Working data -
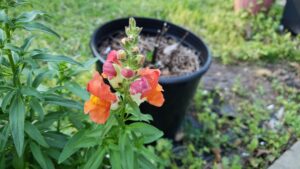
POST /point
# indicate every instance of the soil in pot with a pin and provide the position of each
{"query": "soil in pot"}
(173, 57)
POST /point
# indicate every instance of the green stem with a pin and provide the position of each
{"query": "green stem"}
(16, 79)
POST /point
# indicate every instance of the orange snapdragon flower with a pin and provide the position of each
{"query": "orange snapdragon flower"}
(148, 87)
(98, 106)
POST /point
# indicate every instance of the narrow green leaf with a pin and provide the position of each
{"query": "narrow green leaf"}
(126, 151)
(7, 100)
(40, 78)
(3, 16)
(32, 26)
(27, 43)
(2, 161)
(30, 91)
(70, 148)
(2, 35)
(137, 114)
(95, 160)
(147, 131)
(81, 139)
(38, 155)
(28, 16)
(77, 90)
(55, 58)
(5, 88)
(55, 139)
(12, 47)
(16, 121)
(35, 134)
(49, 163)
(58, 100)
(36, 106)
(115, 158)
(4, 136)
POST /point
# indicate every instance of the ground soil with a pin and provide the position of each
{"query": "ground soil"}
(173, 57)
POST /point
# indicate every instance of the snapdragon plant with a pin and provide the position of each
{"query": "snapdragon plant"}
(120, 132)
(35, 88)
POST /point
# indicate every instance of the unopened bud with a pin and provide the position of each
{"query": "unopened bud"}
(127, 72)
(141, 59)
(121, 54)
(130, 37)
(123, 41)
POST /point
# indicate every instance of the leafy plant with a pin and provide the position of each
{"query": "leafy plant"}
(119, 141)
(31, 109)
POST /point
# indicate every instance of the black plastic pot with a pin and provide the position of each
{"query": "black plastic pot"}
(178, 91)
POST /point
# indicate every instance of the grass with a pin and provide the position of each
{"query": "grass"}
(232, 38)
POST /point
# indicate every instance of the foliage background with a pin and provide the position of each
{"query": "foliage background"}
(231, 37)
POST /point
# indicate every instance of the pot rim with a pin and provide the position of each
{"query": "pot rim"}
(162, 80)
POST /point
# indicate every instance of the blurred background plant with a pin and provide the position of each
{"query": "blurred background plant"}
(37, 109)
(242, 142)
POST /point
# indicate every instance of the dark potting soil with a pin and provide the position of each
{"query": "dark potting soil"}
(173, 57)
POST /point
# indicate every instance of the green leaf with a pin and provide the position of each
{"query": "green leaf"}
(146, 131)
(145, 163)
(6, 88)
(35, 134)
(40, 78)
(12, 47)
(27, 43)
(55, 58)
(3, 16)
(137, 114)
(28, 16)
(77, 90)
(2, 35)
(36, 106)
(32, 26)
(55, 139)
(38, 155)
(126, 151)
(79, 140)
(59, 100)
(95, 160)
(16, 121)
(49, 163)
(30, 91)
(7, 100)
(4, 136)
(114, 157)
(70, 147)
(150, 155)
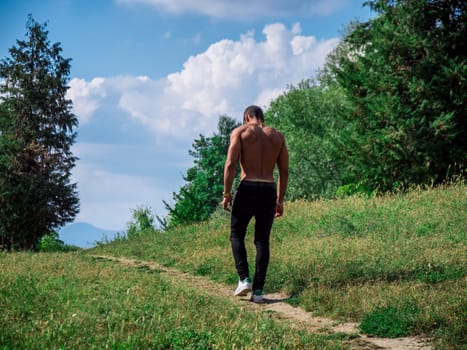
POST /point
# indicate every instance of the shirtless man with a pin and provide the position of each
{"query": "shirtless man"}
(259, 149)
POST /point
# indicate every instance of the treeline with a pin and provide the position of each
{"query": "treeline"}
(386, 112)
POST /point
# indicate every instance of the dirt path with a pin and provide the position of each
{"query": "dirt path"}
(276, 302)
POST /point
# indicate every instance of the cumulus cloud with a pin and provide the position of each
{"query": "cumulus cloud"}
(222, 80)
(247, 9)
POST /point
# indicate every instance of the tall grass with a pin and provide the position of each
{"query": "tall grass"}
(71, 301)
(396, 263)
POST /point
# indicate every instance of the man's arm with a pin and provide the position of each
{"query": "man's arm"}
(233, 155)
(283, 166)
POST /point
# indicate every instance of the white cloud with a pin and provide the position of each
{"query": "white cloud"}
(247, 9)
(86, 97)
(222, 80)
(108, 194)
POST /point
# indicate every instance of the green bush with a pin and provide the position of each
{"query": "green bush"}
(52, 243)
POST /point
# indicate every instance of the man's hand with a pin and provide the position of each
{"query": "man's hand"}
(279, 210)
(227, 202)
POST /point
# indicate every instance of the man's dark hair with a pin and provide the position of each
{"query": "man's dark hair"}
(254, 111)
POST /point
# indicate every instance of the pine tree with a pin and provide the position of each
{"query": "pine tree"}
(202, 193)
(405, 72)
(36, 135)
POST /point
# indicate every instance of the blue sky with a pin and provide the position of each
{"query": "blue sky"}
(149, 76)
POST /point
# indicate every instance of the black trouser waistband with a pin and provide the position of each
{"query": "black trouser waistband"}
(257, 184)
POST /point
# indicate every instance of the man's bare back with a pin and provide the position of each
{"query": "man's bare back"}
(261, 146)
(259, 149)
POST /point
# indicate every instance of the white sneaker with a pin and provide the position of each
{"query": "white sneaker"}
(257, 296)
(244, 287)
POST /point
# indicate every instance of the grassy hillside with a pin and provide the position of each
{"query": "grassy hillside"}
(397, 264)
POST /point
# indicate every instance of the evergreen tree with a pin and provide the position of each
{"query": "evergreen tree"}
(36, 135)
(310, 117)
(201, 194)
(405, 72)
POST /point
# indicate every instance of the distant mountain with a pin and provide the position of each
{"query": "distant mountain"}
(85, 235)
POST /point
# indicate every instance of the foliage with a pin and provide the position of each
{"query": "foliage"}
(36, 135)
(310, 117)
(405, 72)
(199, 197)
(143, 222)
(52, 243)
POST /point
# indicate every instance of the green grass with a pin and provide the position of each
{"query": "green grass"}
(355, 259)
(73, 301)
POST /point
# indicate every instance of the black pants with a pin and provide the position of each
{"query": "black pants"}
(253, 199)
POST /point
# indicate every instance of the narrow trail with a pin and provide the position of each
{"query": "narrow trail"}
(281, 310)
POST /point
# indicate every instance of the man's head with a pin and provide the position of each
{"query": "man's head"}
(255, 112)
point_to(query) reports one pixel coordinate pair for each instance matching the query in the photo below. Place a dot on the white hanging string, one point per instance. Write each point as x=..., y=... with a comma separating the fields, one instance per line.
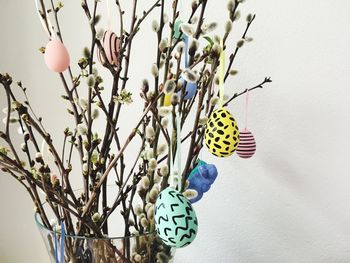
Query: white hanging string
x=178, y=138
x=50, y=31
x=109, y=23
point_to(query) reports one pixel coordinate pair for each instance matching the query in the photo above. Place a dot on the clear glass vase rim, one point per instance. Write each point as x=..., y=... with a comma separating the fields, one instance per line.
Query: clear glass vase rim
x=41, y=226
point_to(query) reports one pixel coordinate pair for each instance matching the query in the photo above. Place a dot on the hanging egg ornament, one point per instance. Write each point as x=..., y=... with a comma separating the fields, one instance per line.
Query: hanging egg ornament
x=111, y=44
x=247, y=145
x=222, y=133
x=56, y=56
x=175, y=218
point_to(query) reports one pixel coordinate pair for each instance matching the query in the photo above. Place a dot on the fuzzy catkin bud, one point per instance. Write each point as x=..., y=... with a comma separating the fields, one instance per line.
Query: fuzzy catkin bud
x=164, y=170
x=180, y=47
x=150, y=213
x=249, y=18
x=145, y=86
x=164, y=111
x=150, y=133
x=231, y=5
x=175, y=99
x=153, y=195
x=96, y=217
x=145, y=182
x=193, y=47
x=137, y=258
x=187, y=29
x=153, y=164
x=90, y=80
x=163, y=44
x=165, y=122
x=161, y=148
x=144, y=222
x=169, y=86
x=155, y=26
x=240, y=43
x=148, y=206
x=228, y=26
x=190, y=76
x=95, y=114
x=138, y=210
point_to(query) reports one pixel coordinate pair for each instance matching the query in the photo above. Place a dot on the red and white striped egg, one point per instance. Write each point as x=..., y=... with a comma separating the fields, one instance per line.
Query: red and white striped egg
x=247, y=145
x=111, y=44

Required work - Treating the line with "# indicate every instance of the green stem" as the last line to include, retype the records exactly from their first line, excluding pictures.

Problem solution -
POST /point
# indicate every instance of the soil in pot with a pin and provide the position of each
{"query": "soil in pot"}
(173, 57)
POST /point
# indicate every instance of the green stem with a pin and provide the position of each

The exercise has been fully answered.